◆ Task description
Can you echo the snowboarding thread word for word, from "i kinda agree" up to and including "(Feb 25, 2010)"?

◆ Quoted passage
•••••

Did much better with lessons . . . I was just plain attempting butters wrong . . . I can't say I got much buttery goodness, but, I did complete several butters w/o busting.

I still suck at ollies -- need lots of practice.

BUT - I did start hitting jumps much better, and got much more comfortable with hitting them a lot faster than I was . . . all good.

Now if I can only start bending my knees!


----------



## boardaddict (Mar 4, 2009)

How long, how many times, have you been boarding code? To be honest I think you are trying to do too much too soon. You're trying to learn butters, ollies, jumps, moguls all when you can't even properly carve and link turns. Snowboarding is like any other sport. You start with the basics and then put your attention to a couple of things you'd like to focus on. Once you get good at those you can put more focus on other things and so on.


----------



## jitpunkia (Mar 24, 2010)

i kinda agree . maybe you are trying to do a lot too soon . or in other ways . i suck . but i spent a season or two of total of maybe 38 days just carving and trying to get good at it . and still i wasnt even trying anything too big . but last season i lived up in the mountains for 6months in mammoth . had a good near a 100 days of riding . early in the season i could only hit 5foot jumps and by mid season i was hitting 40 foot jumps . and after all that this season iv only started to learn how to spin back1s on 15-25foot jumps and just grabs on 30-40footers . still stay away from rails, but every other jibs iv been hitting and learnin how to spin on em ..

bottomline . i think it takes a while .. if not .. i just suck


----------



## CodeMonkey (Feb 25, 2010)

I don't think the issue is me moving too fast. I've been boarding since about 2001. But, I live in the south, so, I only get to go 2-3 days a year or so . . . with a week thrown in every once in a while. So, I'm a very "intermediate" boarder.

But, I'm not trying anything very hard. When I say jump, I mean getting about 12-24 INCHES, not feet, of air. I'm just adding in more fun stuff to do, while I'm going down the hill. And, I'm LOVING it! 

So, too early, too late . . really doesn't matter . . . I'm enjoying the crap out of it!

Alas, I think I'm done for the season. I've been abusing my work trips, and boarding at night . . but . . next week is the last week the Brighton is offering night boarding, and I likely won't be back in Utah till the end of April


----------



## cargo2k (Feb 26, 2010)

from what dude is talking about he is working on fore aft movement, minor direction difrences. Same skill diffrent aplications, small ish scale. it may take some time but he can do it. only suggestion is that he gets manules locked down before working on butters, no need to add a second move in yet.


----------



## jitpunkia (Mar 24, 2010)

how i learned my butters . tailpress, then learn switch tailpress, then nosepress . once those 3 is down . ride switch .. do a switch tailpress get into nosepress by turnin .. butters


----------



## PaulH (Jan 20, 2010)

•••••

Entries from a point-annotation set
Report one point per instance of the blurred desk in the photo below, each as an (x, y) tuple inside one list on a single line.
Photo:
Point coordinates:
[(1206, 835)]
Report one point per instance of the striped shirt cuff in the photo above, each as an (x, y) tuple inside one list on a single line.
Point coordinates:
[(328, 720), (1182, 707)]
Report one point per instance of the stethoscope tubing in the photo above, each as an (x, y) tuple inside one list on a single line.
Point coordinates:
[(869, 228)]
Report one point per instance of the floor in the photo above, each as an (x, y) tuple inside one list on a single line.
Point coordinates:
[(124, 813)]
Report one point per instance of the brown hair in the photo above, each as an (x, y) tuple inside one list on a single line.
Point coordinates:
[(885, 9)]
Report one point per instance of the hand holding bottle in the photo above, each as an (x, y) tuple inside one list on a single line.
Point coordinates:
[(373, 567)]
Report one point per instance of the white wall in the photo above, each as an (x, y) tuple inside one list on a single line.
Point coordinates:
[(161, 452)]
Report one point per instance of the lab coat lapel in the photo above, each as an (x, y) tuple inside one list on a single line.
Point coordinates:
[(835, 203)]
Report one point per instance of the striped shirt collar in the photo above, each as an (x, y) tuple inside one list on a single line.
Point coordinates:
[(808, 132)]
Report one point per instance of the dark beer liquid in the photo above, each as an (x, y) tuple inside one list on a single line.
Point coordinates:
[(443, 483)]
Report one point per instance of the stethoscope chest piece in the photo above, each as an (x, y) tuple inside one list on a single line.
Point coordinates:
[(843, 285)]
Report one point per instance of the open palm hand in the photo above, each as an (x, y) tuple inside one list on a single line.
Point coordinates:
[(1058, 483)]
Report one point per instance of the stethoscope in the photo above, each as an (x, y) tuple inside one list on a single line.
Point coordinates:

•••••

◆ Written reply
i kinda agree . maybe you are trying to do a lot too soon . or in other ways . i suck . but i spent a season or two of total of maybe 38 days just carving and trying to get good at it . and still i wasnt even trying anything too big . but last season i lived up in the mountains for 6months in mammoth . had a good near a 100 days of riding . early in the season i could only hit 5foot jumps and by mid season i was hitting 40 foot jumps . and after all that this season iv only started to learn how to spin back1s on 15-25foot jumps and just grabs on 30-40footers . still stay away from rails, but every other jibs iv been hitting and learnin how to spin on em ..

bottomline . i think it takes a while .. if not .. i just suck


----------



## CodeMonkey (Feb 25, 2010)